Brief: Rewrite the items below as a numbered list, leaving out any blank lines.

Exercise input:
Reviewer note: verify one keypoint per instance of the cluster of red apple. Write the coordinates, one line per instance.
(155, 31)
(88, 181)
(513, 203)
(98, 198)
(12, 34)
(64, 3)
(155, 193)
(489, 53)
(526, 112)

The completed task:
1. Reviewer note: verify one keypoint per instance of the cluster of red apple. Write the coordinates, one line per instance.
2. (155, 31)
3. (88, 181)
4. (513, 203)
5. (98, 198)
6. (12, 34)
7. (64, 3)
8. (155, 193)
9. (489, 53)
10. (526, 112)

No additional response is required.